- _Problem to solve_
You are to retype all of the data exactly as it appears.
((
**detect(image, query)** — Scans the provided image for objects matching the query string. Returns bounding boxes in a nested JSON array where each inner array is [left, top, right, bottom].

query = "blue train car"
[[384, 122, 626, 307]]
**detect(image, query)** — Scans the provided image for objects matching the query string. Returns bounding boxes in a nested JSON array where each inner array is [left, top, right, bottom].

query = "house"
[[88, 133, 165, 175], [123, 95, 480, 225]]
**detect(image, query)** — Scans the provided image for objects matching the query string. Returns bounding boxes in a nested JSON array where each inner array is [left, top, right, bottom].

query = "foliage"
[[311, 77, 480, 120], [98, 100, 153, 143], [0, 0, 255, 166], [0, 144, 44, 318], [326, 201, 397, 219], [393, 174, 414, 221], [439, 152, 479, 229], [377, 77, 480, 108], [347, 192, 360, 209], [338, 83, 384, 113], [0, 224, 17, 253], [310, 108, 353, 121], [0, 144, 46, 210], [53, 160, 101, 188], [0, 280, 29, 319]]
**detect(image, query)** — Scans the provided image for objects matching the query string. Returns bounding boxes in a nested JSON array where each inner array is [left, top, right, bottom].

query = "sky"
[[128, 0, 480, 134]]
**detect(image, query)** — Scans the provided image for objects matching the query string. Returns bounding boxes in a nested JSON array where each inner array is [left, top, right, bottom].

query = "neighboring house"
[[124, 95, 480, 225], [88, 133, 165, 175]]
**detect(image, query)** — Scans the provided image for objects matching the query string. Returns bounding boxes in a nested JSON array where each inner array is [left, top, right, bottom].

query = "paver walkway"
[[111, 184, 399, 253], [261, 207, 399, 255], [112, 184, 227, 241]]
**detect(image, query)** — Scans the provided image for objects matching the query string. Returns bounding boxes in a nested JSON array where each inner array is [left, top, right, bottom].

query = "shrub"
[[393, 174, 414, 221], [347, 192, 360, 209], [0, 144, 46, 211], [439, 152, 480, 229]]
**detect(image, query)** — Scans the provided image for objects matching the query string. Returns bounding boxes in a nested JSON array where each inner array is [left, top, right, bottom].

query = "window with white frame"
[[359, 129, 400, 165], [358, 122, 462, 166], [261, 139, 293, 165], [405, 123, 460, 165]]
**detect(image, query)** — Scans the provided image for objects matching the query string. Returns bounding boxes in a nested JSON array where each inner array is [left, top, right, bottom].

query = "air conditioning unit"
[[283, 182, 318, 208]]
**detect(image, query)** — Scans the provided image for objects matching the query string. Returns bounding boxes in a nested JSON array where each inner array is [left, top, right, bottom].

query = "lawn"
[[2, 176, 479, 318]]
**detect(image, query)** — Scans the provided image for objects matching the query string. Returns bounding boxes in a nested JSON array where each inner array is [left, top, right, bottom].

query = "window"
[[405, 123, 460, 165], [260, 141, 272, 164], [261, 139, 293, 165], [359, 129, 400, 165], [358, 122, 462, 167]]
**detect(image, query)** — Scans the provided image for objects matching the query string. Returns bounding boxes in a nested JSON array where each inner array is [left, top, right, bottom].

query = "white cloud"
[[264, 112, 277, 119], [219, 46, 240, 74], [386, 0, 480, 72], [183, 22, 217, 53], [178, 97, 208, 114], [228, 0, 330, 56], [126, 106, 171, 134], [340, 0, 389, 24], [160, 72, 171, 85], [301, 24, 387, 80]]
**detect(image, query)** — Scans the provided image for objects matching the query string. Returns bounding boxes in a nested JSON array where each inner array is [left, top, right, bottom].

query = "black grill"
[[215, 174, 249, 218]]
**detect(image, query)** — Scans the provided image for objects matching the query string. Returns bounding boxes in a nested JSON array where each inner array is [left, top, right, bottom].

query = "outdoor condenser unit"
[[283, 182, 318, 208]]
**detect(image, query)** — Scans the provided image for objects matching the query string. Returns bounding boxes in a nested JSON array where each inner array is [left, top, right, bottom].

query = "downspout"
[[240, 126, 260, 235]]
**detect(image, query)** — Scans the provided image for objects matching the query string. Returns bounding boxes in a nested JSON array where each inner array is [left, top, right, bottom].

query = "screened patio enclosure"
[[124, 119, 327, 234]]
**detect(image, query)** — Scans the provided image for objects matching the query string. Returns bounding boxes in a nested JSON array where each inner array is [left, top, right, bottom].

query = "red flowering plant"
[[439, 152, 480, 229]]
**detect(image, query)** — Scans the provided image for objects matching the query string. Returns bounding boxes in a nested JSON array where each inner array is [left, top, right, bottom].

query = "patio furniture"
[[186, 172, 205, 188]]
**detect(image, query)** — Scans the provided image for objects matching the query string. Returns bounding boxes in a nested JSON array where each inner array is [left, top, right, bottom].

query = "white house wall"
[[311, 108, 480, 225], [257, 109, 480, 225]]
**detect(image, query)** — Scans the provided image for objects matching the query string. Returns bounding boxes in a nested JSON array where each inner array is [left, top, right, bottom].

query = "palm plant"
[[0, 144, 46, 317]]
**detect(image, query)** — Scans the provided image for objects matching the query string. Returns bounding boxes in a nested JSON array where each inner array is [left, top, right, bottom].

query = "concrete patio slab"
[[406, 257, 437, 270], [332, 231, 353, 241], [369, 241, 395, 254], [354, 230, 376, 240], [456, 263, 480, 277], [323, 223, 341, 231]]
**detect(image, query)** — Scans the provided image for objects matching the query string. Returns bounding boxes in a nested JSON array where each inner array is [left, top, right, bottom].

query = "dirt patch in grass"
))
- _Response area_
**detect(image, query)** — Scans the provided image for objects matching the query string. Returns bounding boxes in a nested JSON array where each inner array is [left, top, right, bottom].

query = "blue train car"
[[384, 122, 626, 307]]
**detect(image, query)** — Scans the provided image for objects matching the query string. Returns bounding boxes in a nested JSON array where each inner array is [left, top, right, bottom].

query = "house"
[[88, 133, 165, 175], [123, 95, 480, 225]]
**detect(image, query)** — Scans the provided image for objects matching the query string. Returns bounding boxes in a nested JSON array where each inner array is [left, top, right, bottom].

query = "foliage"
[[311, 77, 480, 120], [98, 100, 153, 143], [0, 0, 255, 166], [0, 144, 44, 318], [326, 201, 397, 219], [393, 174, 414, 221], [439, 152, 479, 229], [377, 77, 480, 108], [347, 192, 360, 209], [338, 83, 384, 113], [0, 224, 17, 253], [310, 108, 353, 121], [0, 144, 46, 210], [53, 160, 101, 188], [0, 280, 29, 319]]
**detect(image, query)** — Scans the provided image for objects matching the query string. Returns bounding boxes in a nested JSON array where each inner array is [left, top, right, bottom].

query = "sky"
[[128, 0, 480, 134]]
**detect(image, query)** — Scans the provided image for objects matching the query string. Returns bounding boxes in a nested JSON array where each inner array is [left, top, right, bottom].

query = "neighboring house"
[[124, 95, 480, 225], [88, 133, 165, 175]]
**detect(image, query)** — Scans the provided image for objects matching the query string. Returns bounding boxes in a nested JSON array where each inner array is [left, top, right, bottom].

query = "paver walkway"
[[111, 184, 399, 253], [261, 207, 399, 255], [112, 184, 227, 241]]
**detect(image, query)** — Scans the provided image for objects matching the query string. Returns bounding boxes in a nested JSON array where each inner array is [left, top, right, bottom].

query = "shrub"
[[393, 174, 414, 221], [347, 192, 360, 209], [0, 144, 46, 211], [439, 152, 480, 229]]
**detect(image, query)** — Scans the provided image for objects matching the query string. Returns bounding boxes in a nested JSON array where each inner array is [left, top, right, bottom].

query = "window with white frame"
[[359, 129, 400, 165], [358, 122, 462, 166], [261, 139, 293, 165], [405, 123, 460, 165]]
**detect(image, query)** — Scans the provided image for objects matching the query string. Returns bounding boxes in a nested JSON array where each inner array is [left, top, right, bottom].

query = "air conditioning unit"
[[283, 182, 318, 208]]
**detect(image, query)** — Scans the provided image for objects matching the query string. Returns bounding boxes in a nested JSON array where each inner array is [left, top, right, bottom].

query = "lawn"
[[2, 176, 479, 318]]
**detect(image, query)** — Scans the provided image for objects matching the query string. Returns bounding boxes in a nested JSON array where each inner array is [left, top, right, bottom].

query = "window"
[[405, 123, 460, 165], [260, 141, 272, 164], [261, 139, 293, 165], [359, 129, 400, 165], [358, 122, 462, 167]]
**detect(image, query)** — Scans the provided image for objects matching the query string. Returns bounding boxes in a nested JSON array where each inner array is [left, top, right, bottom].

query = "white cloud"
[[264, 112, 277, 119], [219, 46, 240, 74], [386, 0, 480, 72], [183, 22, 217, 53], [178, 97, 208, 114], [228, 0, 330, 56], [126, 106, 171, 134], [340, 0, 389, 24], [160, 72, 171, 85], [301, 24, 387, 80]]
**detect(image, query)** — Scans the provided image for objects matching the query string. Returns bounding boxes in a nested JSON array where each inner array is [left, top, right, bottom].

query = "black grill"
[[215, 174, 249, 218]]
**detect(image, query)** — Scans the provided image for objects matching the query string. Returns bounding boxes in a nested JSON array where each inner array is [left, top, right, bottom].

query = "outdoor condenser unit"
[[283, 182, 318, 208]]
**detect(image, query)** — Scans the provided image for objects matching the query string. Returns bounding boxes in a nested JSON array where each inner array is [left, top, right, bottom].

query = "downspout"
[[240, 126, 260, 235]]
**detect(image, query)** — Scans the provided image for objects matching the query string. Returns bounding boxes in a nested JSON array where each inner array is [left, top, right, bottom].

query = "screened patio enclosure"
[[124, 119, 327, 234]]
**detect(image, query)** — Scans the provided image for objects matching the query string. Returns bounding boxes in a nested JSON array where each inner array is [left, top, right, bottom].

query = "red flowering plant"
[[439, 152, 480, 229]]
**detect(image, query)** — Scans the provided image for objects matching the query string. Returns bounding boxes in a nested JSON array where each inner array is [left, top, right, bottom].

query = "patio furniture"
[[186, 172, 205, 188]]
**detect(image, query)** — Scans the provided image for objects matching the query string. Returns bounding boxes in a nested JSON array where each inner array is [left, top, right, bottom].

query = "white house wall"
[[311, 108, 480, 225], [257, 109, 480, 225]]
**detect(image, query)** — Scans the provided image for objects matching the query string. Returns bounding boxes in a nested JSON array where each inner array is [left, top, right, bottom].

query = "palm plant"
[[0, 144, 46, 317]]
**detect(image, query)** — Scans the provided image for objects matching the query string. Returns bounding boxes in a nested JSON array where each inner array is [left, top, right, bottom].

query = "concrete patio slab"
[[406, 257, 437, 270], [332, 231, 353, 241], [369, 241, 395, 254], [354, 230, 376, 240], [456, 263, 480, 277], [323, 223, 341, 231]]
**detect(image, query)** — Scans the provided image for objects matching the query string. Returns bounding boxes in a nested JSON array where each inner array is [left, top, right, bottom].

query = "dirt patch in grass"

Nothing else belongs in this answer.